#### Requirement
Write out the records below as a numbered list, skipping any blank lines. Leave the pictures out of your answer.

[Object location annotation data]
--*--
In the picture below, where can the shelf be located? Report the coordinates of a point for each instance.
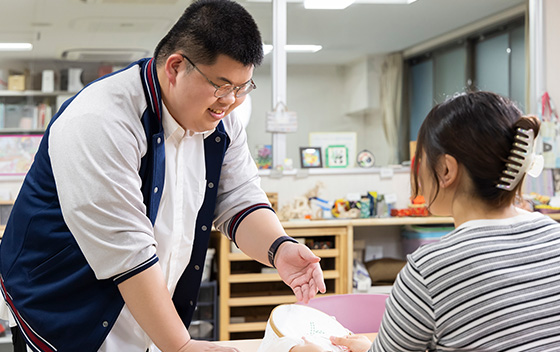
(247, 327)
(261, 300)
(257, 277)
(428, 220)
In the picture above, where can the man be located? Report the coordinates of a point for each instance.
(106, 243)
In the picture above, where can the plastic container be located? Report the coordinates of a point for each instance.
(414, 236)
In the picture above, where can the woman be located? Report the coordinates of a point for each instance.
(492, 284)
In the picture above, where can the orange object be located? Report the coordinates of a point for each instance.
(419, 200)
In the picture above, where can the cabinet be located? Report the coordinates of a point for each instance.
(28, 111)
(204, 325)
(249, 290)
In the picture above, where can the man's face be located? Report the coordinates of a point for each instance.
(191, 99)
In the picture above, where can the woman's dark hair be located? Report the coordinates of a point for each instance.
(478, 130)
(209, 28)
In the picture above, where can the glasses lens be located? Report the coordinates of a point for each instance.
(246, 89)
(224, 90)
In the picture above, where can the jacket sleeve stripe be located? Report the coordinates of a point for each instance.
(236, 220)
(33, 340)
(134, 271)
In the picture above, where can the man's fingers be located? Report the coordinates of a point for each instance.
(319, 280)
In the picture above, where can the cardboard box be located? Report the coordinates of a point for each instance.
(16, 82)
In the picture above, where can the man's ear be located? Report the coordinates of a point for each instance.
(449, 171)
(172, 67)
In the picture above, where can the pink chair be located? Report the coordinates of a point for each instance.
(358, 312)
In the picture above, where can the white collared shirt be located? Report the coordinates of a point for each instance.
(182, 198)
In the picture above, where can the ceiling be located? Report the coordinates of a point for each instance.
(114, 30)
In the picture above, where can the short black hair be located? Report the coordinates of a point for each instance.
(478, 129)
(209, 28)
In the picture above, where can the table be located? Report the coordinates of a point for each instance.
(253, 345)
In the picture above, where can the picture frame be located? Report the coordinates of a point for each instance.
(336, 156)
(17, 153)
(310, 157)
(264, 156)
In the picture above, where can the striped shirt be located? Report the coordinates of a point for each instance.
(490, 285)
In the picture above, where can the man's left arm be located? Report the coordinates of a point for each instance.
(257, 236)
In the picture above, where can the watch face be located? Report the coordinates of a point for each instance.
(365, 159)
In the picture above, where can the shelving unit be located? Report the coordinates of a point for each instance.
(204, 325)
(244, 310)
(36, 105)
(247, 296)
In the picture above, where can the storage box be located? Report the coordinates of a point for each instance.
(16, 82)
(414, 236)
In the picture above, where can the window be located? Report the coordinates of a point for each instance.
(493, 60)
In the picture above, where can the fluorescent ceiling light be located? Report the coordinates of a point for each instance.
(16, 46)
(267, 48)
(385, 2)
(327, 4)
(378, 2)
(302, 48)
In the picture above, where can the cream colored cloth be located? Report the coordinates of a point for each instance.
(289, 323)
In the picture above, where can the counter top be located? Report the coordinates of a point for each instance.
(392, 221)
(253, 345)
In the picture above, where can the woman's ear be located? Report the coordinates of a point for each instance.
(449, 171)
--*--
#### The result
1. In the picture below, where can the shelf be located? Report the coordinates of a point for each instance.
2. (247, 327)
3. (261, 300)
4. (257, 277)
5. (428, 220)
6. In the picture above, where can the man be located? Report the coordinates of a point for each instance.
7. (106, 243)
8. In the picture above, where can the plastic container be located? Report the coordinates of a point for each instance.
9. (414, 236)
10. In the picture above, where can the woman be located? Report the coordinates of a point for each instance.
11. (492, 284)
12. In the picture above, where can the orange object be located? Report the coordinates of a point for each instance.
13. (419, 200)
14. In the picture above, where can the cabinet be located? Report the coordinates of a point for each instance.
15. (28, 111)
16. (204, 325)
17. (249, 290)
18. In the picture above, where can the man's face be located? Report the coordinates of a point for each instance.
19. (191, 99)
20. In the picture above, where can the woman's dark hair be located? Report the coordinates of a point for each instance.
21. (478, 130)
22. (209, 28)
23. In the picture above, where can the glasses lens be located? Report the coordinates of a point for each instance.
24. (246, 89)
25. (224, 90)
26. In the picture above, where can the jacket sleeve stripe be located? Report the coordinates of a point for each instance.
27. (236, 220)
28. (33, 340)
29. (134, 271)
30. In the picture above, where can the man's fingers be located? Report the coordinates of a point for each instance.
31. (319, 280)
32. In the picture above, where can the cardboard box be located? Report the coordinates of a point for each instance.
33. (16, 82)
34. In the picture above, where can the man's ear be located? Report the coordinates of a point for each instance.
35. (449, 171)
36. (172, 67)
37. In the picture above, where can the pink chair be located? Report the coordinates of a point for each instance.
38. (358, 312)
39. In the picture above, where can the white collared shirt be located? Report the coordinates of a point for each instance.
40. (182, 198)
41. In the picture above, where can the ceiling be located? Report the coordinates of a point for each instance.
42. (114, 30)
43. In the picture above, where can the short black hair be located? Report the coordinates of a point for each instance.
44. (478, 129)
45. (209, 28)
46. In the picture above, where can the table be located? Report the coordinates of a point for each instance.
47. (253, 345)
48. In the picture above, where can the picture frame be located? Report the coordinates of a point for each instance.
49. (336, 156)
50. (17, 153)
51. (310, 157)
52. (264, 156)
53. In the picture above, where can the striped shirt be located? Report the coordinates of a point for each instance.
54. (490, 285)
55. In the picture above, where can the man's left arm be located? Report the coordinates of a point for each instance.
56. (257, 236)
57. In the picture above, where can the watch face be located? Report the coordinates of a point for each instance.
58. (365, 159)
59. In the picture above, where can the shelving unit be located? Report the coordinates of a point for each instance.
60. (204, 325)
61. (244, 310)
62. (36, 105)
63. (247, 296)
64. In the picture above, where can the storage box be located? Report the coordinates of a point for each instance.
65. (16, 82)
66. (414, 236)
67. In the picture above, where can the window be located? Report the coordinates of a point for each instance.
68. (493, 60)
69. In the picture above, where can the fluorescent ceiling light be located? Report the coordinates of a point for each instance.
70. (16, 46)
71. (267, 48)
72. (385, 2)
73. (327, 4)
74. (378, 2)
75. (302, 48)
76. In the picture above, where can the cream colored cloth be located? Report the coordinates of a point for each instance.
77. (289, 323)
78. In the picture above, where can the counter top be located? Report the coordinates of a point for each instance.
79. (392, 221)
80. (253, 345)
81. In the picture above, where can the woman's ear be located? Report the coordinates of a point for each instance.
82. (449, 171)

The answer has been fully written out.